Segment Start: Source records

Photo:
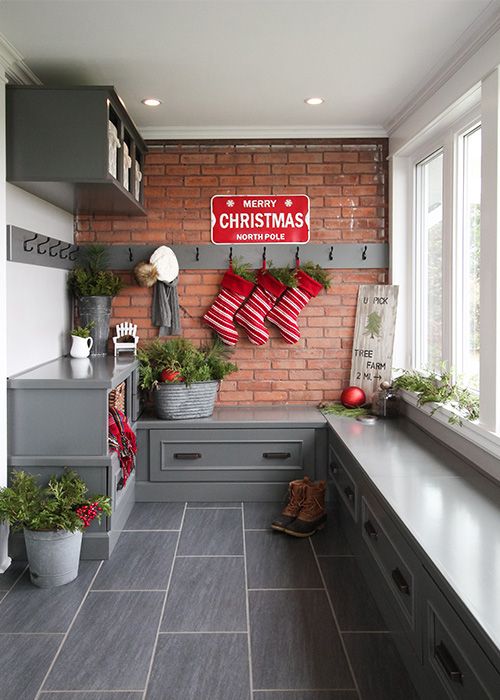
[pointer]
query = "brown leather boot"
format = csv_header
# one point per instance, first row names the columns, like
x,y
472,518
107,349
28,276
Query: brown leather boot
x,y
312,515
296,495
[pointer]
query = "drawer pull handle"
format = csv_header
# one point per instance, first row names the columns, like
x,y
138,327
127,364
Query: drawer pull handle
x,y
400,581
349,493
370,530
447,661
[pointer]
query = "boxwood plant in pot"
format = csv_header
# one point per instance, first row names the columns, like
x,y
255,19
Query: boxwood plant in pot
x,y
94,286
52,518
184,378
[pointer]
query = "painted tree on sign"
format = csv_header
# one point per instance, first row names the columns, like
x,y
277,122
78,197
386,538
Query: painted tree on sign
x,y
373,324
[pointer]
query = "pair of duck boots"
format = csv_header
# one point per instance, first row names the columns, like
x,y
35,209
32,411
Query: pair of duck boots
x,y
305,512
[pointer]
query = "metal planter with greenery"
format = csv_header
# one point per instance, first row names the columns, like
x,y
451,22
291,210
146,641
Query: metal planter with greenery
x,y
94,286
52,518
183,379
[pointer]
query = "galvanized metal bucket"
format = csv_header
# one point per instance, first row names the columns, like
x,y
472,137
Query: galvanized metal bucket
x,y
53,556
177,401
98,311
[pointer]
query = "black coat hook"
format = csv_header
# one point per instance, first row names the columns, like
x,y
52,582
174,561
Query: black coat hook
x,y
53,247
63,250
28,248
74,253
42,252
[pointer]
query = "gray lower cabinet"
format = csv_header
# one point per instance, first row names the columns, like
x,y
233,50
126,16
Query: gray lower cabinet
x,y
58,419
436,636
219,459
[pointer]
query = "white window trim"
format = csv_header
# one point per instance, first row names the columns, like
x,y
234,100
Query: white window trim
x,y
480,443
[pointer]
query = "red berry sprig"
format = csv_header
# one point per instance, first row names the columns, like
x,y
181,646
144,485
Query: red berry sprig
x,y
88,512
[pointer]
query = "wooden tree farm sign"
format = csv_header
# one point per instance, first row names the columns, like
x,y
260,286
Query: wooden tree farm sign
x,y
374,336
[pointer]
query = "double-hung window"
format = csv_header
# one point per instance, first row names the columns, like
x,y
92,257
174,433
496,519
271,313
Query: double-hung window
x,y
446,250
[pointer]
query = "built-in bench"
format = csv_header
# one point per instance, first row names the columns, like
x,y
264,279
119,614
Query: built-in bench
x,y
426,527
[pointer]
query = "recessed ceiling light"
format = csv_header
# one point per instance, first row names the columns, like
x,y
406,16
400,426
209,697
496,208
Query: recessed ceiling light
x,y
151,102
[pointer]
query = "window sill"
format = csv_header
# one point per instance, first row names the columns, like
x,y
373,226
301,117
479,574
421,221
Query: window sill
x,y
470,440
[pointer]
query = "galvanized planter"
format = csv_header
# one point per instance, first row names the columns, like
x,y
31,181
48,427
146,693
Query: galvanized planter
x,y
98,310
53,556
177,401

Segment End: Source records
Segment Start: Source records

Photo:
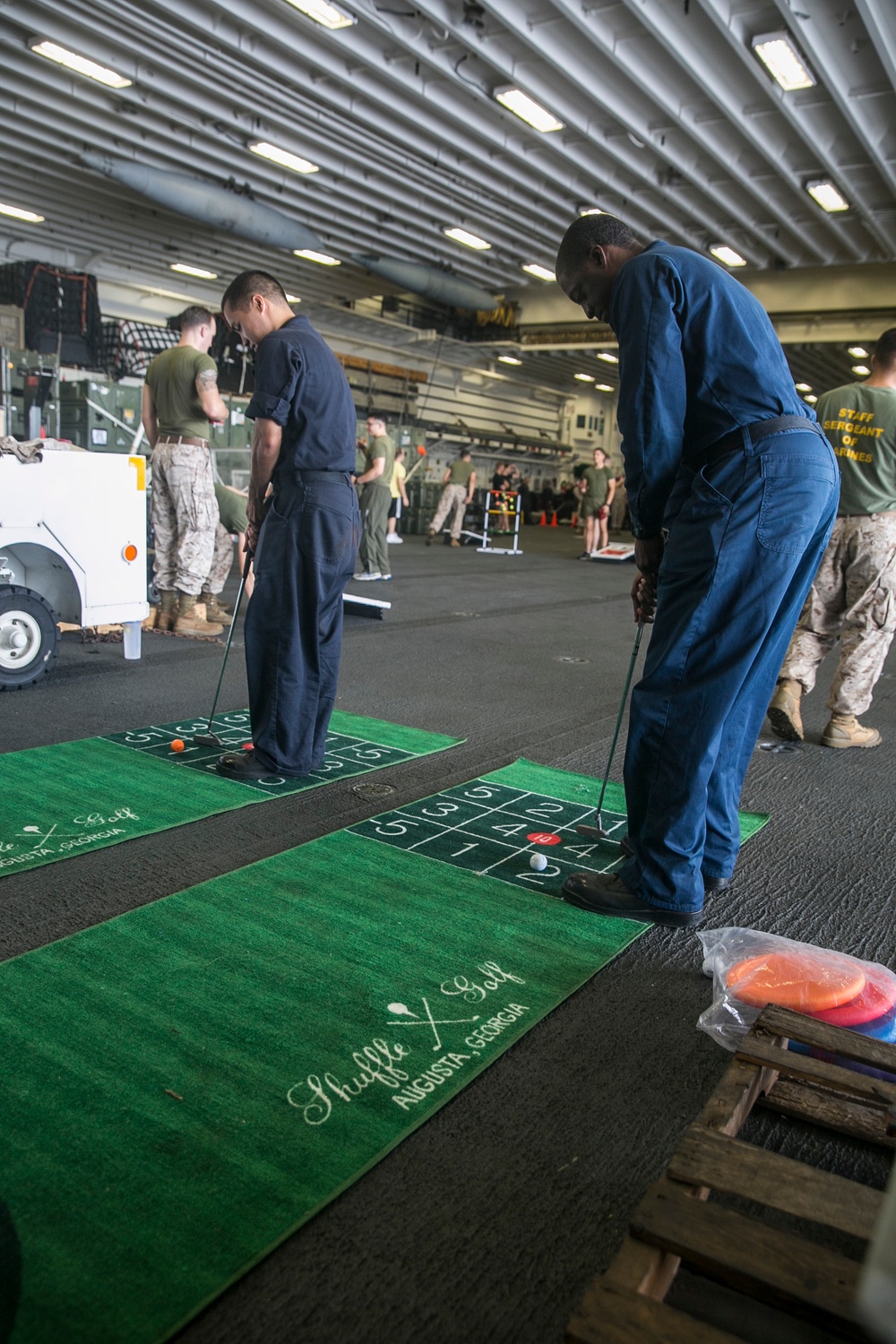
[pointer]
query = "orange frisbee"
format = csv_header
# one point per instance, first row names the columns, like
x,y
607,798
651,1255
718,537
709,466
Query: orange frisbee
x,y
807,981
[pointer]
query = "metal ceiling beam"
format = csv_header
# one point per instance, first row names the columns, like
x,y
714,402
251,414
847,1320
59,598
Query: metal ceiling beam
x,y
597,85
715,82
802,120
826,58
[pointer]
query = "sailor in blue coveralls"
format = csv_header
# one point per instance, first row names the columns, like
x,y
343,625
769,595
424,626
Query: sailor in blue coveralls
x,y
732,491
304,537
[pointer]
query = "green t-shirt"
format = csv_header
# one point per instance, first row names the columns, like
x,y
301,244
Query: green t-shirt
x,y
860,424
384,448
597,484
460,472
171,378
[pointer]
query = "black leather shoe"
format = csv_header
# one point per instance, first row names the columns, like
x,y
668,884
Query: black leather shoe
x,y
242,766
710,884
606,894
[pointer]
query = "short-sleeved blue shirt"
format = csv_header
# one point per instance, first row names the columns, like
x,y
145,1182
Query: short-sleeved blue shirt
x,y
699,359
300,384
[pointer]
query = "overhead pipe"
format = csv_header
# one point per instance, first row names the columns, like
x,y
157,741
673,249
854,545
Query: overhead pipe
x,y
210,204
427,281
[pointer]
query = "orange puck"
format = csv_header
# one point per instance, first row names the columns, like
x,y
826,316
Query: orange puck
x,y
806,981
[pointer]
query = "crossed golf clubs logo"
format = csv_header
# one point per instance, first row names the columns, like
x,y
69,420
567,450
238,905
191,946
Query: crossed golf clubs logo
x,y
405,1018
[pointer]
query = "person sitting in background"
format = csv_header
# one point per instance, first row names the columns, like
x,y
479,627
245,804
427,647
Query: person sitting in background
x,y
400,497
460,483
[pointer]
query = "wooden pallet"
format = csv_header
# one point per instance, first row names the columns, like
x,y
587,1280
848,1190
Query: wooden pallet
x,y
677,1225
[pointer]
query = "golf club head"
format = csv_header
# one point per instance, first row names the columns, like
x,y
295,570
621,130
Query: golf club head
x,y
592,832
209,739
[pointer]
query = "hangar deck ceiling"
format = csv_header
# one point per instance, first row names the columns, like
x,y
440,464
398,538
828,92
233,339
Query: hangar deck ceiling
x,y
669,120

Segment End: Source records
Segment Start: Source records

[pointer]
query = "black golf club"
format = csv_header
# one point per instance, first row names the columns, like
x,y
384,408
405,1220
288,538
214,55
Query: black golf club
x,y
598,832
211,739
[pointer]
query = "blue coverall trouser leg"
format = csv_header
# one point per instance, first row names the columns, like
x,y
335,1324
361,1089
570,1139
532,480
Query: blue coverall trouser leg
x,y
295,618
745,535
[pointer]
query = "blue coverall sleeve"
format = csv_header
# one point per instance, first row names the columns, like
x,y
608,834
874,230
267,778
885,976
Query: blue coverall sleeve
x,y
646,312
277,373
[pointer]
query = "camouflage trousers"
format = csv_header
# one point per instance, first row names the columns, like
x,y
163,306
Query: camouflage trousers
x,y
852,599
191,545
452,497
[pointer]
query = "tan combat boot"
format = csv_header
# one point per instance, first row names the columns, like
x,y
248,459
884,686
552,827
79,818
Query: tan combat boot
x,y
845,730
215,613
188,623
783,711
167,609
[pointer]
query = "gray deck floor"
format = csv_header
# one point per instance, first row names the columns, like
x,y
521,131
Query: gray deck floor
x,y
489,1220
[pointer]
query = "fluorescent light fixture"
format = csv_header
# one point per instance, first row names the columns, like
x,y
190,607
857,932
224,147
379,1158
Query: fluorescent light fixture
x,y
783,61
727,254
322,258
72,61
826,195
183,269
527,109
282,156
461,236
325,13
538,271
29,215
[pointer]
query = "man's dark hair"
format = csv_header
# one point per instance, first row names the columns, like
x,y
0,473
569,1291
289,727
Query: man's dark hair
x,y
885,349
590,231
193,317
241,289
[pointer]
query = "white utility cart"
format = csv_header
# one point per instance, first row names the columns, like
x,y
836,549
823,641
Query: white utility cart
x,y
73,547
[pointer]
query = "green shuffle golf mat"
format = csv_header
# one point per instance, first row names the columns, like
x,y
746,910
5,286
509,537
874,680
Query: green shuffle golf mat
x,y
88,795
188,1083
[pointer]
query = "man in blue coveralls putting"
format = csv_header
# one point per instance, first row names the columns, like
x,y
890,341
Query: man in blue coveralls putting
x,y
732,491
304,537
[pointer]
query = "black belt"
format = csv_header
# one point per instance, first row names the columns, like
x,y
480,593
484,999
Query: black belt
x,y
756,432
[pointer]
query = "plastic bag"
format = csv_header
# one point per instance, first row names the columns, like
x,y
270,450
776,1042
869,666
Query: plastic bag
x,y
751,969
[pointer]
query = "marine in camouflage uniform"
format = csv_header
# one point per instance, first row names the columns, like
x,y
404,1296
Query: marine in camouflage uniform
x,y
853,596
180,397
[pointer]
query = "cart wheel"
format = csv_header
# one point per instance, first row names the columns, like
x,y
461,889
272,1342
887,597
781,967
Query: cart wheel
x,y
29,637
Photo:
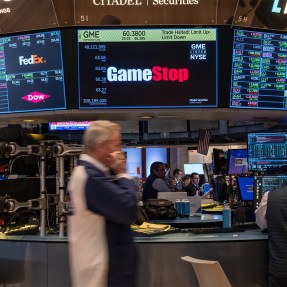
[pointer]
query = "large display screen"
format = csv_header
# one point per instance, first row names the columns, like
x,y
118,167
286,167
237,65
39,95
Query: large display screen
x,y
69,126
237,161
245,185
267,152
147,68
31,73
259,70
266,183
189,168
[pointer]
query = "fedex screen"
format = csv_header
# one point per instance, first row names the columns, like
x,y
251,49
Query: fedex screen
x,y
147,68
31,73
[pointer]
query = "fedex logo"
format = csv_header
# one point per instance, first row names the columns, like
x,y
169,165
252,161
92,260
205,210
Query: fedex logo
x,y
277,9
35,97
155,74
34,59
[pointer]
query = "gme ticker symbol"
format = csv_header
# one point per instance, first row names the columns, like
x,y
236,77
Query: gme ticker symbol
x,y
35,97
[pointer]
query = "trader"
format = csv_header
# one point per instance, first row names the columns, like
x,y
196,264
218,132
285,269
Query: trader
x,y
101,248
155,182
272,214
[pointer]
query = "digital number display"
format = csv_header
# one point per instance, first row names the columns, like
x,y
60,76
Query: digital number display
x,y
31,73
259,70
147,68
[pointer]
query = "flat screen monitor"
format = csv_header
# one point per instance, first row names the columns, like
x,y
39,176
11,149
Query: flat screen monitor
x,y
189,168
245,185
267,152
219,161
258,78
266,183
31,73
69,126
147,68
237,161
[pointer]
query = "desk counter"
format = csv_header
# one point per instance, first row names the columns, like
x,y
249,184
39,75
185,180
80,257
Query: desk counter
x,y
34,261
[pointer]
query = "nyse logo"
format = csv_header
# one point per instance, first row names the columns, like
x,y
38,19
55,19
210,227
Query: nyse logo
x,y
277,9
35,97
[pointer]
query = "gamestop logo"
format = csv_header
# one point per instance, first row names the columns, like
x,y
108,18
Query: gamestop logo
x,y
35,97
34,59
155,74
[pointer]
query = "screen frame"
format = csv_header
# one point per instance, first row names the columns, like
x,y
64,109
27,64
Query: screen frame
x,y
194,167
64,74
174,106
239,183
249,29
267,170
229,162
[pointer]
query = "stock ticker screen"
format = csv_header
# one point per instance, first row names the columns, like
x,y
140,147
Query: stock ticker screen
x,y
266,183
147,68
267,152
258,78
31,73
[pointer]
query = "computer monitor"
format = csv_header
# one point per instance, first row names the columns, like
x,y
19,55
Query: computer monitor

Segment End: Source records

## Problem to work on
Identify every line above with the string "computer" in it. Copy those lines.

## Final answer
query = "computer monitor"
Query: computer monitor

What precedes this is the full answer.